[[ Task input open ]]

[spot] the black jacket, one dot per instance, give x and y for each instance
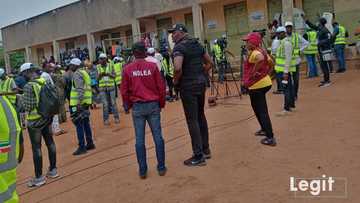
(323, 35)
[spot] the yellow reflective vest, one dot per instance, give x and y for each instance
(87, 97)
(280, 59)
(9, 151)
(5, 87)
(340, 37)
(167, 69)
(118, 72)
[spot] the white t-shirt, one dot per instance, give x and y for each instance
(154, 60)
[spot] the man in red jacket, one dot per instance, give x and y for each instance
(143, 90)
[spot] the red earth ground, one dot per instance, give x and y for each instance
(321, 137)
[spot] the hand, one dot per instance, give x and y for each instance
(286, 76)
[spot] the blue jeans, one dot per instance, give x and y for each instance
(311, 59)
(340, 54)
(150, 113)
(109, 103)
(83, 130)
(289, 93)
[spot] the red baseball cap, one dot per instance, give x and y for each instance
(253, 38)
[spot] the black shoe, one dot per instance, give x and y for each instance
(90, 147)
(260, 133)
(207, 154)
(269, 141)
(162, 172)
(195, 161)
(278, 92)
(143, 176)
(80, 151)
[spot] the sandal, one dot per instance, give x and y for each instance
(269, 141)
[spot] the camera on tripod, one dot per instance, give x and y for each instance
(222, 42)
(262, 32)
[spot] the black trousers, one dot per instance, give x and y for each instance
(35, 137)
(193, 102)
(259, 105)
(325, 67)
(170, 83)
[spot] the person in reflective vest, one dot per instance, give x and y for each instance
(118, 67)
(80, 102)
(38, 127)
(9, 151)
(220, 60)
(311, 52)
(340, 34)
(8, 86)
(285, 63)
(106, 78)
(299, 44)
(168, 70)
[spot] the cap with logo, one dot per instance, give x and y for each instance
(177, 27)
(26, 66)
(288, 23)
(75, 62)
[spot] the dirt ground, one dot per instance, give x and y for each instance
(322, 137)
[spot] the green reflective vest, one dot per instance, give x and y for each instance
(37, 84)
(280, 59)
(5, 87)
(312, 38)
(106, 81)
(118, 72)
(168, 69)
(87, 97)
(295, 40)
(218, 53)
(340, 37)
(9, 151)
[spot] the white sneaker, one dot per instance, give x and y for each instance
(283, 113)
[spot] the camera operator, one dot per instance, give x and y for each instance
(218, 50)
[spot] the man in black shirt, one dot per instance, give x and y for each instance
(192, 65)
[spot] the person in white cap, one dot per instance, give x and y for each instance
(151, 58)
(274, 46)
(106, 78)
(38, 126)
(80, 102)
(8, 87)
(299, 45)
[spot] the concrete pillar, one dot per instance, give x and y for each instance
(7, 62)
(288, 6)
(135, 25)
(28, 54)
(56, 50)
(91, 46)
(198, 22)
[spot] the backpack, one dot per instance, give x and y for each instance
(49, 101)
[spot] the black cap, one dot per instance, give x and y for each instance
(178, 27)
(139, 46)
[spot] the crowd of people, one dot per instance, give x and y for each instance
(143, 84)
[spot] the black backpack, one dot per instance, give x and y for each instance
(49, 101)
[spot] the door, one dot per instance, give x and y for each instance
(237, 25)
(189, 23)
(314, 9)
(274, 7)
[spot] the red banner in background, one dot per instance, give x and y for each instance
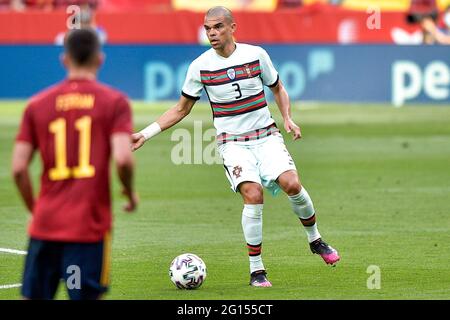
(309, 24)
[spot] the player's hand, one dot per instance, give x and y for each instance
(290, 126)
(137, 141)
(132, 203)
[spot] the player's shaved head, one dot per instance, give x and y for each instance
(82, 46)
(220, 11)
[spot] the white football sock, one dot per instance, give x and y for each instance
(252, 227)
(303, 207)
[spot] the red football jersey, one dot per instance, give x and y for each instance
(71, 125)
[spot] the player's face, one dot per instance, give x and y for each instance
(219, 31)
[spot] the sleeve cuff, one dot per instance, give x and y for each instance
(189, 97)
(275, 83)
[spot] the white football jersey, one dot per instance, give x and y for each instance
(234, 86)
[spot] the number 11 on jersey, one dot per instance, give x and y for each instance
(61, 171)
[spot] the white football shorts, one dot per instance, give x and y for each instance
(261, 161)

[[ Task input closed ]]

__Exercise description__. Exactly the lines from the one containing "[spot] the sleeve" through the final line above, and only those, should be given again.

__Answer for this exercise__.
[spot] the sleeve cuff, one dot per instance, give x and y for each instance
(189, 97)
(275, 83)
[spot] the white football jersey, one dot per instance, give x and y for each instance
(234, 86)
[spot] the number 11 on jersey, one dot per instance, give x and y for each instance
(61, 171)
[spot] the white football shorts, one dot per instance, give x and y for each instance
(261, 161)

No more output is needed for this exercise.